- Recorded information -
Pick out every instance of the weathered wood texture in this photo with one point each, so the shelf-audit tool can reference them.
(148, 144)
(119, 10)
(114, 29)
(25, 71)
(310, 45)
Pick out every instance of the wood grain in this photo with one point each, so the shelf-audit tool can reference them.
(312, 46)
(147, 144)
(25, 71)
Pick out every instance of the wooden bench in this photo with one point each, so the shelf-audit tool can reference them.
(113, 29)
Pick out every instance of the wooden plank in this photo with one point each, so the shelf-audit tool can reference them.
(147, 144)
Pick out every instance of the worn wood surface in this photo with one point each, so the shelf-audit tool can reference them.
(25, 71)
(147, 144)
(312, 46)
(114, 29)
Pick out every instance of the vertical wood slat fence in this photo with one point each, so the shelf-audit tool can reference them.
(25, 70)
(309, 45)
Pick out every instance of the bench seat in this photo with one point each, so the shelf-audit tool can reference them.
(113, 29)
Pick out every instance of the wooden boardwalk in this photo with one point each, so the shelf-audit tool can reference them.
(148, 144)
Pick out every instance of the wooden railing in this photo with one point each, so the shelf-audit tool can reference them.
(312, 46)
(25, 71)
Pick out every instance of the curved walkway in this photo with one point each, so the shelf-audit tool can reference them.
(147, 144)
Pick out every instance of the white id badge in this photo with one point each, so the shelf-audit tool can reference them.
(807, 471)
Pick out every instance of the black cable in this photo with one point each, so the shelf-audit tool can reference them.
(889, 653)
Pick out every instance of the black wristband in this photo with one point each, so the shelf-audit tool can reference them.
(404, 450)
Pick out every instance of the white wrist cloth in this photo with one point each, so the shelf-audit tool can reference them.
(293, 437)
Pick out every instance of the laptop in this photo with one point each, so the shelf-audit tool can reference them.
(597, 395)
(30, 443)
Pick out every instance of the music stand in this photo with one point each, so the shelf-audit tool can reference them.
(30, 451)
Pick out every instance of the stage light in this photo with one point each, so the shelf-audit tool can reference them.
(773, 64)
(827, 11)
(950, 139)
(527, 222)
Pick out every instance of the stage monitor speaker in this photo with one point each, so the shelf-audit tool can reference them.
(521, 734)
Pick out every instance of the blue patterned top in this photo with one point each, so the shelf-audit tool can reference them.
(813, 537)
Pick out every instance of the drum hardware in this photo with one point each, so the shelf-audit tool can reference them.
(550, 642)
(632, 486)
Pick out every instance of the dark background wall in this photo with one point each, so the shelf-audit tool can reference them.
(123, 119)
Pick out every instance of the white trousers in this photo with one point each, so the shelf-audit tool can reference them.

- About this task -
Each line from the one containing "Pick out every instance of the drum" to the end of the listing above should be copied exactly, and nothing else.

- Solution to this exercise -
Pick out every instance of the drum hardware in this photo with one point each, so the shelf-audit tool can reference them.
(550, 642)
(632, 486)
Pick out every instance of the dark background wall in this photo with one point each, so the shelf-audit tool can reference them.
(123, 119)
Pick out every instance of the white trousers in this photo with one point each, so the shelf-audit tool can reference them.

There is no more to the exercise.